**Objective**:
Repeat exactly, and only, the lines from the one containing "A teaching note to the class: indicate the large" through the end of the records.

(Entries from a pointing dataset)
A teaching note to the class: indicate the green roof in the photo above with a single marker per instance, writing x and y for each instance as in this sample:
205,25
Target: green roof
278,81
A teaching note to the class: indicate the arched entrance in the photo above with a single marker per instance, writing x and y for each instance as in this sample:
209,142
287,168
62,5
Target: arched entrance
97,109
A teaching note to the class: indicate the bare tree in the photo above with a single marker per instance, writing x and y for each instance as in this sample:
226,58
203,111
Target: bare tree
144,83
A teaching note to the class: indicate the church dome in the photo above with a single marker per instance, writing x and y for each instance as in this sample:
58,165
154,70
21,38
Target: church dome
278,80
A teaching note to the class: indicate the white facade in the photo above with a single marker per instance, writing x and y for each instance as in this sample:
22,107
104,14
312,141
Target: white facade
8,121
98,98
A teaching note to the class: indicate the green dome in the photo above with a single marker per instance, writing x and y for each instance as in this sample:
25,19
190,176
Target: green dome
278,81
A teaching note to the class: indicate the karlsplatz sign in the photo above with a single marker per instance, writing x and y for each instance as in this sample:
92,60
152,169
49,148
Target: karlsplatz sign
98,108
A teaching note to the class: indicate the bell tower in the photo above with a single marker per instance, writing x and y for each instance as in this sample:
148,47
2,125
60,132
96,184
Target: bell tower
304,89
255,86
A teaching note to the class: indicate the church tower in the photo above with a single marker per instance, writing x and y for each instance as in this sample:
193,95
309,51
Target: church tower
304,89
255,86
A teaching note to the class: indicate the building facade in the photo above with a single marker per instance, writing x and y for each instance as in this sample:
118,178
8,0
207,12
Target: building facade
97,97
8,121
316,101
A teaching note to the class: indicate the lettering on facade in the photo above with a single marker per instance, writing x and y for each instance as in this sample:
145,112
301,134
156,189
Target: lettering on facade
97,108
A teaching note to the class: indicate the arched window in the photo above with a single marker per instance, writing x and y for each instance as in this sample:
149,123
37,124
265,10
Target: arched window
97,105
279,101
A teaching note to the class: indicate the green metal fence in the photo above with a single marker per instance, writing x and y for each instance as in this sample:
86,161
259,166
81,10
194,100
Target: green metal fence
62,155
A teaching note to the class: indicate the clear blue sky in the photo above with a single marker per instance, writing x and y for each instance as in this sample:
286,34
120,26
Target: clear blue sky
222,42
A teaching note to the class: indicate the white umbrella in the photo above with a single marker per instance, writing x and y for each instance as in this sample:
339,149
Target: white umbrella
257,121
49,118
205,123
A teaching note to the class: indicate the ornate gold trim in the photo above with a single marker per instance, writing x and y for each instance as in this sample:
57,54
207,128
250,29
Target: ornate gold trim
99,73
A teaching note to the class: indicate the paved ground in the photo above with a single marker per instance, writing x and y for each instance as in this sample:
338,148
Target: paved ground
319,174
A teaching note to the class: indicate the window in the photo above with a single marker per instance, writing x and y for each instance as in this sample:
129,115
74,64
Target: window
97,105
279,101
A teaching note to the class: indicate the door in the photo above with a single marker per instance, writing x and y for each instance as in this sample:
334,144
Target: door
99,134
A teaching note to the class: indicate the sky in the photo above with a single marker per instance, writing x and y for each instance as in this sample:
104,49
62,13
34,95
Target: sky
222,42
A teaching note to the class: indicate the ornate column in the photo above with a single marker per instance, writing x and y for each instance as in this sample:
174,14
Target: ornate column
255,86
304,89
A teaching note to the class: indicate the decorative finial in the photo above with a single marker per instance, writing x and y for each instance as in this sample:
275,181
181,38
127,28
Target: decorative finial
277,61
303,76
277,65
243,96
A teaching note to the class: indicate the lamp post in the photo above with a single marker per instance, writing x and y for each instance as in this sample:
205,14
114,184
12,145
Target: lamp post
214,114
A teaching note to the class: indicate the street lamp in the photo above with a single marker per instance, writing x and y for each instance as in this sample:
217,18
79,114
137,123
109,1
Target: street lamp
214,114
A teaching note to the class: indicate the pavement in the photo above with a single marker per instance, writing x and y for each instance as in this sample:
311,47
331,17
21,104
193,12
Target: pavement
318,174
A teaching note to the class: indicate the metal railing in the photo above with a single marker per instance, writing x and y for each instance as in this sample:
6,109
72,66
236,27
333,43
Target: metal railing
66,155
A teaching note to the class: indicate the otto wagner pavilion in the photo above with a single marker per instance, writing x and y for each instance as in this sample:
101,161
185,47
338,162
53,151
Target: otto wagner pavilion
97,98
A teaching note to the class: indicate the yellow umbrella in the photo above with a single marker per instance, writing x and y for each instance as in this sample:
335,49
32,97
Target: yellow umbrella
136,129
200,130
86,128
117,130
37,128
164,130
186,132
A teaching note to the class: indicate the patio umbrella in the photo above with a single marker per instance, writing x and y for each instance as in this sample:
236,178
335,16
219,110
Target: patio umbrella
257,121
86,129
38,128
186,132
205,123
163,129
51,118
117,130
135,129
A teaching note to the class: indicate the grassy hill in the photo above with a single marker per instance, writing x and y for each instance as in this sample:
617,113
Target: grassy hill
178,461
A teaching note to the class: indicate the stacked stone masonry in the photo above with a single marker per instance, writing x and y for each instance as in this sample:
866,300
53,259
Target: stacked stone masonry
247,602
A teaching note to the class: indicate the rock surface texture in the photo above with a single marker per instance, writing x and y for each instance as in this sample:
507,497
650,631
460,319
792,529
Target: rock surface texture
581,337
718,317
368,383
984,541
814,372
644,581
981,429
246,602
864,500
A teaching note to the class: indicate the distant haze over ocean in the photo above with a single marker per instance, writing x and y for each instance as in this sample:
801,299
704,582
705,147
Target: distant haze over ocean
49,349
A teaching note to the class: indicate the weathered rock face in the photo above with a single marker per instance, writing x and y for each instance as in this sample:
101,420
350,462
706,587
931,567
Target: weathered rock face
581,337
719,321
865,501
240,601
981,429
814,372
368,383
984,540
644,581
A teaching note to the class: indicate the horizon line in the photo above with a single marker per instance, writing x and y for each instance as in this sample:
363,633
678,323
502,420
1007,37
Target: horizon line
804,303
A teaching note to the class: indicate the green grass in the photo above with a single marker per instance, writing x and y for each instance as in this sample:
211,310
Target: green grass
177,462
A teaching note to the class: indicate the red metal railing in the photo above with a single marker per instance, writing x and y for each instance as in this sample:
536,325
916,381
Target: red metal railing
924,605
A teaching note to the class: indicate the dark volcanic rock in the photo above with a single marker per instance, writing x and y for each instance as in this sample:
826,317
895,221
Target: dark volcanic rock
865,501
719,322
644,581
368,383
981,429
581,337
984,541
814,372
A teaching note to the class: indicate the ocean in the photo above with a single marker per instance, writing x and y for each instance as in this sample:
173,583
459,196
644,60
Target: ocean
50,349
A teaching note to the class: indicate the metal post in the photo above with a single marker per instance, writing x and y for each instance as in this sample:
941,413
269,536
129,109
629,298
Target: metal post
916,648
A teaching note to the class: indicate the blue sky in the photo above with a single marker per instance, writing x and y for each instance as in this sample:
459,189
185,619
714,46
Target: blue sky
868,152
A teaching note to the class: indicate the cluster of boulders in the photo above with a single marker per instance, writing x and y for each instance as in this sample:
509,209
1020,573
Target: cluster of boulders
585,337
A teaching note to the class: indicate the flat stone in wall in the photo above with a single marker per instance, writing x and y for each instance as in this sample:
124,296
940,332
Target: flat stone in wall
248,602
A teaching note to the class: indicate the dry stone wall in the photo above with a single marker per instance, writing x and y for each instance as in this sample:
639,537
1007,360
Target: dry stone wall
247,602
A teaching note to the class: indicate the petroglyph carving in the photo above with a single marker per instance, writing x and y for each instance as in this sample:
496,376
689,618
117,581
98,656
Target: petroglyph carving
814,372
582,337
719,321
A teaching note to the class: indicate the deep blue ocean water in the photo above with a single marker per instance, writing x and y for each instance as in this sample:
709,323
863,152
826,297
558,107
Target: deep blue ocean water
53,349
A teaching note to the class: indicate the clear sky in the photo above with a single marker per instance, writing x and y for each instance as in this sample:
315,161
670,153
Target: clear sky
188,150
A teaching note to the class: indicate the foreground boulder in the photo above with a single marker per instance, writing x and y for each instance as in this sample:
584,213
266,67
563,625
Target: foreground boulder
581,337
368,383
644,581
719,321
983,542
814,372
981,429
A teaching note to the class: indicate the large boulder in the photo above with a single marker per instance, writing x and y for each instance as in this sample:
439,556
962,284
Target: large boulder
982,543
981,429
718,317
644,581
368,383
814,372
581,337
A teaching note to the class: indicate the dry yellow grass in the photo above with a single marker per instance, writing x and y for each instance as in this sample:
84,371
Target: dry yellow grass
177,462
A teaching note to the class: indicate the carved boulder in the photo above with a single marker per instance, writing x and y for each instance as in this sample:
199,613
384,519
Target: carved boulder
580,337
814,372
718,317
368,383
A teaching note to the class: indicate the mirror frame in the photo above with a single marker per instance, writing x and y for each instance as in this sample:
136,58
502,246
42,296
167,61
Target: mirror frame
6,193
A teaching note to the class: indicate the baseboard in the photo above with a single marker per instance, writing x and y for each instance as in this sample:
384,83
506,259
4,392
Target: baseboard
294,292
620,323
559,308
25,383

**Response to the task**:
A teaching note to the class: indicate the large boulder in the photo above with a single marker per instance, writing x and y for each instance as in this sample:
439,556
962,284
Target: large boulder
982,543
981,429
718,317
644,581
368,383
814,372
581,337
A teaching note to the class: indicate the dry yellow grass in the photo above with a single marker per instance, writing x and y for each instance as in this sample:
84,371
Target: dry yellow grass
177,462
A teaching note to the class: indicate the carved boulder in the photo above with a single marker per instance, writing x and y for each instance as in this sample:
199,613
384,519
Target: carved boulder
580,337
814,372
718,317
368,383
A teaching note to the class: indicate the mirror frame in the photo above with a single marker per instance, writing x and y for each instance as in this sample:
136,58
502,246
42,296
167,61
Target: mirror frame
6,193
A teaching note to the class: indicate the baseboard in the photo above with a single marker per instance, writing x and y for each instance as in this sample:
384,83
506,259
4,392
Target: baseboard
294,292
620,323
559,308
25,383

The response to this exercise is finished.